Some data
::::::

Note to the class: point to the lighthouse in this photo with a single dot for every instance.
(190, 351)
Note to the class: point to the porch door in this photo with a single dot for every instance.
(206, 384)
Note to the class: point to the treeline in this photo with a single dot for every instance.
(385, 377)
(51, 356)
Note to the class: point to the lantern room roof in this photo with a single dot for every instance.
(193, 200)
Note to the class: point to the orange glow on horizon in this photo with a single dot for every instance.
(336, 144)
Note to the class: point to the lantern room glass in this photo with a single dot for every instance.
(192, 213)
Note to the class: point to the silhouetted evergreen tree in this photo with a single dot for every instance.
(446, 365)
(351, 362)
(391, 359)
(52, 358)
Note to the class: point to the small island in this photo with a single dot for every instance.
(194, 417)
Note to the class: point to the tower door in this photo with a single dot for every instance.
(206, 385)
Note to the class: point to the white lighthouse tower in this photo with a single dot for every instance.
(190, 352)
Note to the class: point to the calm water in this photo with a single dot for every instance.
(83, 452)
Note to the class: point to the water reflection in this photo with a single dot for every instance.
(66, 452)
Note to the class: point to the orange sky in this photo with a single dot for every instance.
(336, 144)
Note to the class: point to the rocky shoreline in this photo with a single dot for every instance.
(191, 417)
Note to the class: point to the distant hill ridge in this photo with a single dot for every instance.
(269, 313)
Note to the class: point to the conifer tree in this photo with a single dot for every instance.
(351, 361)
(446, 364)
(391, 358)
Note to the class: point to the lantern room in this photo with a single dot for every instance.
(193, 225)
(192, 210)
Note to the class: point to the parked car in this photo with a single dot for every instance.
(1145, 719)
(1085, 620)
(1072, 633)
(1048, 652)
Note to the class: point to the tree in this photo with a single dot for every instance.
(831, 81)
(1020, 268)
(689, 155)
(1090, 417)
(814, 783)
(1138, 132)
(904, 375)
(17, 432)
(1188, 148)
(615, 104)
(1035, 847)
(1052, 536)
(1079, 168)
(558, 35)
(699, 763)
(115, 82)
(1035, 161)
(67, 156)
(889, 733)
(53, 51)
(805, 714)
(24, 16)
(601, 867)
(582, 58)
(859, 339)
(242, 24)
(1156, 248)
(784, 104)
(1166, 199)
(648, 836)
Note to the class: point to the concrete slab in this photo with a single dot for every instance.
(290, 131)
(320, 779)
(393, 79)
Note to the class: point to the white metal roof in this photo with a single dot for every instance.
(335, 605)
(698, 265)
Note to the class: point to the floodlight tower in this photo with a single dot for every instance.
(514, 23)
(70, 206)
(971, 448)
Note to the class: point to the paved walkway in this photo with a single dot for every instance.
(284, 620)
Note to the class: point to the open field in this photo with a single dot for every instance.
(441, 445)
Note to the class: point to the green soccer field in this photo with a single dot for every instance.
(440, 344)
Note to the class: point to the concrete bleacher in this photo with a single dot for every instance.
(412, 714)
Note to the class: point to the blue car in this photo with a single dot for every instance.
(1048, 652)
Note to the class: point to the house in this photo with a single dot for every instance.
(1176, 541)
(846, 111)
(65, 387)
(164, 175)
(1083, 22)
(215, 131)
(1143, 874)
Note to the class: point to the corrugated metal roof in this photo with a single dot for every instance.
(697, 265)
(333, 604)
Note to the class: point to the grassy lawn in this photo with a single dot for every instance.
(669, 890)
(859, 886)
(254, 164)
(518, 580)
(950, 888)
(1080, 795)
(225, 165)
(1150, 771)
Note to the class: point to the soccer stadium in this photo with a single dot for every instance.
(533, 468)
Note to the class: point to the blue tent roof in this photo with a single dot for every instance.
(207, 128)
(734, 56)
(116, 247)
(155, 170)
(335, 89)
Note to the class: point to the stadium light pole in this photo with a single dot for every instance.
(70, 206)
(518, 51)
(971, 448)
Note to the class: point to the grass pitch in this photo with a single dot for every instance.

::::::

*INSTRUCTIONS FOR THE TASK*: Turn all of the data above into a numbered list, omitting any blank lines.

*REPLY*:
1. Note to the class: point to the lighthouse in this photo with a single dot for every instance.
2. (190, 351)
3. Note to the class: point to the porch door in this photo with a single dot for every instance.
4. (206, 384)
5. Note to the class: point to the treeline in this photo with a single dot for every instance.
6. (385, 377)
7. (51, 356)
8. Note to the class: point to the lantern room roof in this photo with a single dot for every instance.
9. (193, 200)
10. Note to the class: point to the orange glow on horizon in this photo with a single dot for every instance.
11. (336, 144)
12. Note to the class: point to the lantern room glass in this photo with a single dot for every instance.
13. (192, 213)
14. Note to the class: point to the silhouetted evergreen tree in this photo with a single dot for every instance.
15. (446, 365)
16. (351, 362)
17. (391, 359)
18. (52, 358)
19. Note to the class: point to the small island in this photo with a single dot for every instance.
20. (194, 417)
21. Note to the class: point to the tower door in this photo with a single dot for every instance.
22. (206, 385)
23. Note to the class: point to the white lighthouse tower in this photo with a single dot for every instance.
24. (190, 352)
25. Note to the class: point to the calm water in this photo with a single dot for every instance.
26. (83, 452)
27. Note to the class: point to the water reflection in this photo with a single dot for every instance.
28. (66, 452)
29. Note to the class: point to the orange sky in this photo with a single dot for every instance.
30. (336, 144)
31. Note to the class: point to the rocky shoreline in this photo with a single dot for every instance.
32. (191, 417)
33. Note to the class: point to the distant hill ridge in this photo with a single dot for every instance.
34. (269, 313)
35. Note to the class: point to the conifer tree in this photo with a single dot for every instance.
36. (351, 361)
37. (446, 364)
38. (391, 358)
39. Note to the class: point to the lantern room in this photo with a single dot for every instance.
40. (193, 225)
41. (192, 210)
42. Note to the class: point to the parked car in this photo with a single dot for every instance.
43. (1145, 719)
44. (1085, 620)
45. (1072, 633)
46. (1048, 652)
47. Note to the class: point to the tree in this photo with a single dot for every instance.
48. (831, 81)
49. (1020, 268)
50. (689, 155)
51. (1090, 417)
52. (814, 783)
53. (1138, 132)
54. (904, 375)
55. (17, 432)
56. (1188, 148)
57. (615, 104)
58. (1035, 847)
59. (1052, 536)
60. (1079, 168)
61. (558, 35)
62. (699, 763)
63. (115, 82)
64. (1035, 161)
65. (67, 156)
66. (889, 733)
67. (53, 51)
68. (805, 714)
69. (24, 16)
70. (601, 867)
71. (582, 58)
72. (859, 339)
73. (242, 24)
74. (1156, 248)
75. (784, 104)
76. (1166, 199)
77. (648, 836)
78. Note to the class: point to the concrete slab in this photo with a single dot for every instance.
79. (290, 131)
80. (320, 779)
81. (393, 79)
82. Note to the class: point to the white metal roof in this photo with a single dot for every instance.
83. (335, 605)
84. (698, 265)
85. Note to the class: point to the floodlight tower in this photo with a single dot for every instance.
86. (514, 23)
87. (70, 206)
88. (971, 448)
89. Note to the class: point to the paved walkway in this photo with a single dot for every instance.
90. (284, 620)
91. Note to the class: point to the open field in this photo with a single dot for every instance.
92. (441, 445)
93. Note to the class: point to the green soccer field in this photo with a single dot for every instance.
94. (440, 344)
95. Note to the class: point to the concrete bleacher in this photo with a single dot for every instance.
96. (412, 714)
97. Note to the class: point to the blue car in this photo with a single dot for every instance.
98. (1048, 652)
99. Note to the class: point to the house in this photo with a single dot for every instance.
100. (1176, 541)
101. (846, 111)
102. (65, 387)
103. (164, 175)
104. (1083, 22)
105. (215, 131)
106. (1143, 874)
107. Note to the class: point to the corrugated metal roof in this photo with a single dot for every instance.
108. (697, 265)
109. (333, 604)
110. Note to the class: point to the grassy lawn in this photo with a single dot for every instance.
111. (669, 890)
112. (859, 886)
113. (254, 164)
114. (518, 580)
115. (950, 888)
116. (1080, 795)
117. (225, 165)
118. (1150, 771)
119. Note to the class: point to the soccer stadium in this photo with a single dot for every instance.
120. (533, 468)
121. Note to the class: point to the blue tent roof in this photo with a single dot for every instance.
122. (207, 128)
123. (734, 56)
124. (116, 247)
125. (155, 170)
126. (335, 89)
127. Note to the class: point to the stadium light pole in this photo with a single dot for every instance.
128. (70, 206)
129. (518, 51)
130. (971, 448)
131. Note to the class: point to the grass pitch in this photo with a single dot for every instance.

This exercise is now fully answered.